:: Reading passage ::
..............................

Now Phoebe had to take over the team ownership and had to prove her worth as a sharp and insightful business woman, but there was a catch. If the Stars didn't win the AFC championship, the ownership would revert to her cousin who was just like her dad. And the way the Stars were playing, with attendance dropping and the front office full of arguing and conflict, a championship was the least likely thing to happen.
Enter Dan Calebo, a man who absolutely despised Phoebe and everything he thought she cared about. Forget that he had a penchant for Chicago's most glamorous "eye candy" to hang on his arm, and thought every woman had an IQ of 50. He hated the way she dressed, he hated her seeming lack of interest in the future of the team, he even hated her frou frou poodle. Yet there was something about Phoebe that kept drawing him in--mostly to argue with her and to get upset with her--at least at first.
This book was a real joy for me. I grew up around Chicago--from the time I was 6 years old until I was a senior in high school, I either lived in the city proper or in a community within 150 miles. Our family were life-long Chicago Bear fans, and my hubby and I and our kids lived in a suburb of Chicago that was only a few miles from Naperville, the headquarters of this fictional pro team. Back in the 50's and 60's there were indeed two professional football teams in Chicago--the Bears and the Chicago Cardinals. (The Cardinals now play in Arizona.) So imagining another pro team in Chicago wasn't all that difficult. I found this book to be extremely interesting in that it was a very accurate look-see into the inner workings of a pro team and some of the pressures that can cause some fairly overwhelming conflict between the players, coaches, and management.
This book is also about the issue of deciding who someone really is based on externals. Phoebe made some judgment calls about Dan that were very much in error. She was unaware that he was tired to the bone of all the glitz and glamour that had been a part of his life during his playing days and now as a head coach. Phoebe didn't know that he was looking for a wife--a woman who wanted a home and family, who loved him for himself and not for his image, fame, or money. In fact, he was courting an elementary school teacher who was quiet, loved kids, and pretty, but even though he was drawn to her, he couldn't get Phoebe out of his brain or stop responding to an attraction that just didn't seem to lessen. Dan was also challenged to discover that a blonde bimbo-type woman could actually teach him something about people, lessons that could help him build the team he so desperately wanted and a winning one at that.
Dan saw Phoebe's history as a jet-setting, New York loving, art-loving twit, a woman who had been in relationships with world-class artists and whose portraits (nude) were hanging in museums all over the world. He didn't know she was a scared little girl who had hungered for stability and love all her life, who wanted someone to see her and love her when she wasn't made up to the last eyelash or wearing her gold lame dresses. She wanted a man who recognized that she had a brain (and a very good one, at that) and who could hold her own among the powerful men who thought she was just a useless piece of feminine fluff.
There is a lot of humor in this story, a lot of deep thinking to be done by all the characters, a sense that there are a number of characters in this story besides Phoebe and Dan who need to discover their own place in the scheme of life and to celebrate who they really are. And as we are approaching Super Bowl Sunday, it seemed appropriate to consider that often the difference between a winning team and one that just doesn't quite make it, or one that skids all the way to the bottom of the standings--all of whom have really good players--can be the attitudes of their coaches, their ability to relax and use their talents, and the confidence the management has in their skills.
This book has been around for 17 years, yet it's remarkably contemporary and one that I found to be so much fun to read. I even read some portions to my football fan[atic] hubby. Lots of fun, some sad times and some not-so-nice people, renewed family ties, and the discovery that love can come wrapped in some surprising packages. If you haven't read this series, you owe it to yourself to do so. I give this novel a rating of 4.25 out of 5.
2 comments:
This was my first sports romance and the first SEP I read and I also loved it. Thanks for the review!
A very cute book. I started this series at book..uh, well, not the first. I went back and tried to read them in order and just couldn't do it. SEP is one of my favorites though.

..............................

:: Material shown ::

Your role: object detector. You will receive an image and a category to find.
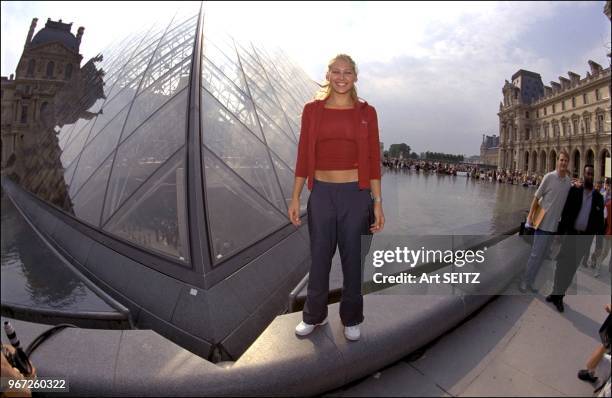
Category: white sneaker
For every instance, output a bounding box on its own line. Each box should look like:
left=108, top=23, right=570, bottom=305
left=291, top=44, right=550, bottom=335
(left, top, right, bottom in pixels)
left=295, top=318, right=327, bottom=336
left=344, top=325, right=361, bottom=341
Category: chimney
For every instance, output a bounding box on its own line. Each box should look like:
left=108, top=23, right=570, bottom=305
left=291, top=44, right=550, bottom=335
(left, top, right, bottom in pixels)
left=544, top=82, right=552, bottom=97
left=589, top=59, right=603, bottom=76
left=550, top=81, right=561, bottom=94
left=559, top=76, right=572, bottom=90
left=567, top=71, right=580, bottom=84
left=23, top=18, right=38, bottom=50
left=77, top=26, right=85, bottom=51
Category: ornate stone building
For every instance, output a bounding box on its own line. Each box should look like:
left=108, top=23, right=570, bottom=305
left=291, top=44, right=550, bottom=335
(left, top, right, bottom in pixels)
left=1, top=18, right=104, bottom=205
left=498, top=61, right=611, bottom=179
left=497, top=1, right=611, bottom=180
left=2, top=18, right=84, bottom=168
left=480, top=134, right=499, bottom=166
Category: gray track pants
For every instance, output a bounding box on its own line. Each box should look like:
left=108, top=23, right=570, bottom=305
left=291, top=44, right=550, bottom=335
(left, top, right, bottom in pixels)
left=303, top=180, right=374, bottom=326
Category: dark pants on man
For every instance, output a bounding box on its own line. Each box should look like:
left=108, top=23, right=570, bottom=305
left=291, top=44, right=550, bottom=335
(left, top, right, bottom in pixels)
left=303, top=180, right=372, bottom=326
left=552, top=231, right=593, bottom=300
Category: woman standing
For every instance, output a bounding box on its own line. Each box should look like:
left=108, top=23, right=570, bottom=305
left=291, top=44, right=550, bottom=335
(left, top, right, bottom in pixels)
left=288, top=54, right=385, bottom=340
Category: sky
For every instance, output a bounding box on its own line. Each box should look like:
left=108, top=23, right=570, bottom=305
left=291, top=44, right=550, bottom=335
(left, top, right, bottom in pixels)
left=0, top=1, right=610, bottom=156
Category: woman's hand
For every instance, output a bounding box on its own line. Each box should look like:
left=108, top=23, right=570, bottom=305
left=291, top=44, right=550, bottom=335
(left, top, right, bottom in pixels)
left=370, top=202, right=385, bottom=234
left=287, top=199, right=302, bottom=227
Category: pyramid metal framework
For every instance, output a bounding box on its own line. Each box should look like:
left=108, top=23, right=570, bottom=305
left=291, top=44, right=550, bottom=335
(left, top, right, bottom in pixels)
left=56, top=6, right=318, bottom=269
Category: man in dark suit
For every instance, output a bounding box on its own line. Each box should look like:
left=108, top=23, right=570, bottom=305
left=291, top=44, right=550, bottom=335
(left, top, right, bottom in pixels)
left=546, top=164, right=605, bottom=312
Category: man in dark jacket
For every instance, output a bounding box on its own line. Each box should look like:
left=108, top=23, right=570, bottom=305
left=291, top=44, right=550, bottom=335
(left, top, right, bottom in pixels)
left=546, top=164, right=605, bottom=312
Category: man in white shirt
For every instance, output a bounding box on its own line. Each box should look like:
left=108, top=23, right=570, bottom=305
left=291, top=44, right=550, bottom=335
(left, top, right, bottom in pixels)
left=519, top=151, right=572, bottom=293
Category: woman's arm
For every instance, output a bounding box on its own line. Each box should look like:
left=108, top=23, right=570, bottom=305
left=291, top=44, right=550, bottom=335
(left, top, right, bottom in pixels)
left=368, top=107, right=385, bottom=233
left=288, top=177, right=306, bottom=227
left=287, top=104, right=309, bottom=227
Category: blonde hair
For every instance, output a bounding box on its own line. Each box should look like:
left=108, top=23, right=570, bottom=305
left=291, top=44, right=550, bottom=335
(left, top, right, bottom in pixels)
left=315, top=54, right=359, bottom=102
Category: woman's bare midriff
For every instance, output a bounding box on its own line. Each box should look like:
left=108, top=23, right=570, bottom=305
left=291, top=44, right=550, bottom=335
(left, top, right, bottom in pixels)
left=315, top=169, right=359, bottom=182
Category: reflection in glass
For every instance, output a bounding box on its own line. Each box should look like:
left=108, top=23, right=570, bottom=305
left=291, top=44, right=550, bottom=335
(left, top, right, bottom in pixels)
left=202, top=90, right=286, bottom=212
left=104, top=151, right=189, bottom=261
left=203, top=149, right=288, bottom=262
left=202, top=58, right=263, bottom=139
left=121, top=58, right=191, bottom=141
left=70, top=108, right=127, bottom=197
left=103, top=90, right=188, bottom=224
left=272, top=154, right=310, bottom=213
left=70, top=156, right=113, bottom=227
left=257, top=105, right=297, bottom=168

..............................

:: Exercise set ::
(A) In the book review, what happens to the team ownership if the Stars fail to win the AFC championship?
(B) List everything the book review says Dan hated about Phoebe.
(C) Write out the part of the book review starting at "This book has" and ending at "4.25 out of 5.".

:: Solutions to the exercise ::
(A) The ownership reverts to Phoebe's cousin.

(B)
- The way she dressed
- Her seeming lack of interest in the future of the team
- Her frou frou poodle

(C)
This book has been around for 17 years, yet it's remarkably contemporary and one that I found to be so much fun to read. I even read some portions to my football fan[atic] hubby. Lots of fun, some sad times and some not-so-nice people, renewed family ties, and the discovery that love can come wrapped in some surprising packages. If you haven't read this series, you owe it to yourself to do so. I give this novel a rating of 4.25 out of 5.